▶ _PAGE_:
::::

The League of Nations, in 1922, conferred the Mandate for Palestine on Great Britain, which was charged with establishing a Homeland for the Jewish People in this area, and encouraging "dense settlement."

The Mandate was predicated upon the Balfour Declaration of 1917, which acknowledged "sympathy with Jewish Zionist aspirations" and stated "His Majesty's Government view with favour the establishment in Palestine of a national home for the Jewish people..."

The preamble to the text of the Mandate was incorporated in the document by the League of Nations; it read:

“Whereas recognition has been given to the historical connection of the Jewish people with Palestine and to the grounds for reconstituting their national home in that country..." (Emphasis added)

(With thanks to Eli Hertz of "Myths and Facts" here and following.)

Winston Churchill, who was in 1922 the British Secretary of State for the Colonies, wrote, shortly before the Mandate was passed, that the Jewish People "is in Palestine as of right and not sufferance." (Emphasis added)


The Mandate was incorporated within international law and has never been superseded.

How the world has turned, that we are now denied rights which were once acknowledged!

At a bare minimum it is appropriate to say that Judea and Samaria represent unclaimed Mandate land, to which we have the most solid claim. The pity is that we didn't make that historical/legal claim clear when we acquired all of the land between the River and the Sea in 1967. We are not "occupiers" and we are not usurping (or "stealing") another people's land. The "settlements" are not illegal according to international law, no matter what you may read.

What has done us in is a failure on our part to stand strong for and promote our rights, when confronting the Arab lies that have been so successfully promulgated. Because successive governments have waffled, we have lost a whole lot of (metaphorical) ground.

But for the world to claim we have no right to build in Judea and Samaria??? Our work is cut out for us. When our government agrees to a freeze, it is weakening our case that the land is ours.

::::

▶ _RECORD EXCERPTS_:
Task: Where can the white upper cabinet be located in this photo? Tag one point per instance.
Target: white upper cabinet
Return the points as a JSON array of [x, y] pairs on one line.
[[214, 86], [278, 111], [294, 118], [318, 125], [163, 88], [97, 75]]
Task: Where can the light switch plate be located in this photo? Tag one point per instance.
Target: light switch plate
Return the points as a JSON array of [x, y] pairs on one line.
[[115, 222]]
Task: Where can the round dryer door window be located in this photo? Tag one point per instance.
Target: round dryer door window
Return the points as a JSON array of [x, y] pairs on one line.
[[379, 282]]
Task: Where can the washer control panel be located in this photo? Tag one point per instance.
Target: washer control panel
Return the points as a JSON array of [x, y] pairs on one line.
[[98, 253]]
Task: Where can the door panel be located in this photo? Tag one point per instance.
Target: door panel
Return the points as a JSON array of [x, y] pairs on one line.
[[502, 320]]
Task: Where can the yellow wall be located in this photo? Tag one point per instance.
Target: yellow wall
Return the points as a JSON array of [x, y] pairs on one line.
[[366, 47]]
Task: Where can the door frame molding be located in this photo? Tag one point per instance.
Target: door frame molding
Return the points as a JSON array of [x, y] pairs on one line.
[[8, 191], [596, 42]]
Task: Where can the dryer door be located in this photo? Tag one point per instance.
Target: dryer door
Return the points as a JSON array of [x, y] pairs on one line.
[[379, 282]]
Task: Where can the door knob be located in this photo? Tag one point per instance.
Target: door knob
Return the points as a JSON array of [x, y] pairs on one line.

::::

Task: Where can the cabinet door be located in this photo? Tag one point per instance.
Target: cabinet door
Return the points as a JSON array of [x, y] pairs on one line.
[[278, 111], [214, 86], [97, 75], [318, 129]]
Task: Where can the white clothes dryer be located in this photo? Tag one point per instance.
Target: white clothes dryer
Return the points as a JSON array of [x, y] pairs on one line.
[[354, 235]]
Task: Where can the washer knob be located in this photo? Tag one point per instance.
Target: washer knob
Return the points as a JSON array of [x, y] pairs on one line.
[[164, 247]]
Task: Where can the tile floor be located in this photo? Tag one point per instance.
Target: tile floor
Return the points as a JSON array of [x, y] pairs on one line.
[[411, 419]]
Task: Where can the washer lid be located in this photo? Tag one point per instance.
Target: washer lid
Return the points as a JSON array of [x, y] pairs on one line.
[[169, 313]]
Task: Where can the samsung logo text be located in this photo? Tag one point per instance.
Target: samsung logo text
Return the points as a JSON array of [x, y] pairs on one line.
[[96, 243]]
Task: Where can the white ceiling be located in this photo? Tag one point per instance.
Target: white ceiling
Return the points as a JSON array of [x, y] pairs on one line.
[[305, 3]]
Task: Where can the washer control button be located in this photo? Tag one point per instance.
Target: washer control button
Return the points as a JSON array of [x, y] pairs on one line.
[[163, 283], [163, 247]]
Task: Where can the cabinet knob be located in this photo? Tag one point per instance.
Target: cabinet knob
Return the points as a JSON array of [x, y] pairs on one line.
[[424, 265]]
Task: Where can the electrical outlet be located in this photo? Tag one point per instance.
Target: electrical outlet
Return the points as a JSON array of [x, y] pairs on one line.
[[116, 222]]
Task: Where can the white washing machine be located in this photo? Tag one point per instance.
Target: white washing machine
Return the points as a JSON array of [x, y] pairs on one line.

::::

▶ _EXERCISE TASK_:
Return the passage on the Mandate for Palestine, unchanged, from "The Mandate was incorporated within" to "of (metaphorical) ground.".

▶ _COMPLETE OUTPUT_:
The Mandate was incorporated within international law and has never been superseded.

How the world has turned, that we are now denied rights which were once acknowledged!

At a bare minimum it is appropriate to say that Judea and Samaria represent unclaimed Mandate land, to which we have the most solid claim. The pity is that we didn't make that historical/legal claim clear when we acquired all of the land between the River and the Sea in 1967. We are not "occupiers" and we are not usurping (or "stealing") another people's land. The "settlements" are not illegal according to international law, no matter what you may read.

What has done us in is a failure on our part to stand strong for and promote our rights, when confronting the Arab lies that have been so successfully promulgated. Because successive governments have waffled, we have lost a whole lot of (metaphorical) ground.